(WHAT TO WORK ON)
1) Decide whether each of the statements (a) to (c) agrees with the post on the Commission's Gazprom decision, answering yes or no and quoting the words of the post that decide it. (a) The Commission fined Gazprom. (b) Gazprom holds the world's largest natural gas reserves. (c) The Russian Government is Gazprom's majority owner.
2) Extend the post on the Commission's Gazprom decision by writing what could follow its final sentence.

(EXTRACTED TEXT)

--*--

The Commission’s Gazprom decision – an environmentally relevant demonstration of the Commission’s power

The Commission’s Gazprom decision – an environmentally relevant demonstration of the Commission’s power - Global Warming Pollution Environment Smoke

Competition Commissioner Margrethe Vestager is making a name for herself as the Commissioner who really takes on the ‘big whales’ of international corporations and holds them accountable to EU competition law. After the Commission took on international tech giants like Google and Facebook under Vestager’s stewardship, the Russian energy giant Gazprom has now been added as the latest feather in the commissioner’s cap.

While the gas supplier ultimately prevented being fined, the latest developments as set out in a detailed speech by Vestager last week are a welcome development for more than one reason. This post will provide an overview of the Gazprom case and the latest developments and then discuss the broader meaning of the Commission’s decision regarding Gazprom.

The Gazprom case up until now

Gazprom is an international energy company, mainly active in the extraction, production, transport, and sale of natural gas. It holds the world’s largest natural gas reserves and has a dominant market position in several Central and Eastern European countries. While being a Public Joint Stock company, its majority owner is the Russian Government.

--*--

(PROVIDED MATERIAL)

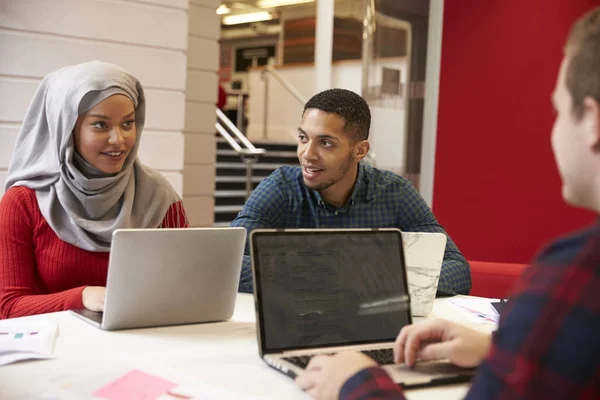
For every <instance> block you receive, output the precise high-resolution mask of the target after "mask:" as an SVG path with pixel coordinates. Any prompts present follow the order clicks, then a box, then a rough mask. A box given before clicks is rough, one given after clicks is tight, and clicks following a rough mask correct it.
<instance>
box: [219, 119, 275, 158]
mask: <svg viewBox="0 0 600 400" xmlns="http://www.w3.org/2000/svg"><path fill="white" fill-rule="evenodd" d="M217 119H218V120H220V121H221V122H223V124H225V126H226V127H227V128H229V129H230V130H231V132H233V134H234V135H235V136H236V139H238V140H239V141H240V142H242V144H243V145H244V146H245V147H246V149H247V150H249V151H258V149H257V148H256V147H254V145H253V144H252V142H250V141H249V140H248V138H247V137H246V136H244V134H243V133H242V132H241V131H240V130H239V129H238V127H237V126H235V124H234V123H233V122H231V120H230V119H229V118H227V116H226V115H225V114H224V113H223V111H221V110H219V109H218V108H217ZM218 124H219V123H218V122H217V125H218ZM217 130H219V128H217ZM224 131H225V130H224ZM219 133H220V134H221V135H222V136H223V137H225V136H224V135H223V132H221V131H219ZM225 133H226V135H227V136H228V137H229V138H230V139H231V140H232V141H233V138H232V137H231V135H230V134H229V132H227V131H225ZM225 139H226V140H227V137H225ZM227 141H228V142H229V140H227ZM233 142H234V143H235V141H233ZM229 144H230V145H231V146H232V147H233V149H234V150H235V151H240V150H241V149H242V147H241V146H239V145H238V146H237V148H236V147H235V146H233V144H232V142H229ZM236 144H237V143H236ZM261 150H263V149H261ZM262 153H264V150H263V151H262Z"/></svg>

--*--

(WRITTEN ANSWERS)
1)
(a) No: "While the gas supplier ultimately prevented being fined"
(b) Yes: "It holds the world’s largest natural gas reserves"
(c) Yes: "its majority owner is the Russian Government"

2)
The investigations against Gazprom began in 2011, still under the reign of Vestager’s predecessor, Joaquín Almunia. Back then, the Commission raided the offices of gas companies in several Member States for suspected ‘exclusionary behaviour, such as market partitioning, obstacles to network access, barriers to supply diversification, as well as possible exploitative behaviour, such as excessive pricing’. Proceedings against Gazprom were formally opened in 2012, investigating whether Gazprom divided gas markets by hindering the free flow of gas across Member States, prevented the diversification of supply of gas, and whether it imposed unfair sales prices by linking the price of gas to oil prices. The Commission made it clear in 2015 that it thought its concerns to likely be fulfilled and Article 102 TFEU to be breached. Vestager, who had by then taken over, also made it clear that ‘[a]ll companies that operate in the European market – no matter if they are European or not – have to play by our EU rules.’

The possibility of imposing binding commitments (under Article 9 of Regulation 1/2003), rather than opting for the imposition of fines came up in 2017. Back then, the Commission already seemed to lean towards accepting the commitments Gazprom offered, when Vestager stated that she considered the commitments to address the competition concerns raised and, in fact, to even help integrate the gas markets in the relevant region better than before.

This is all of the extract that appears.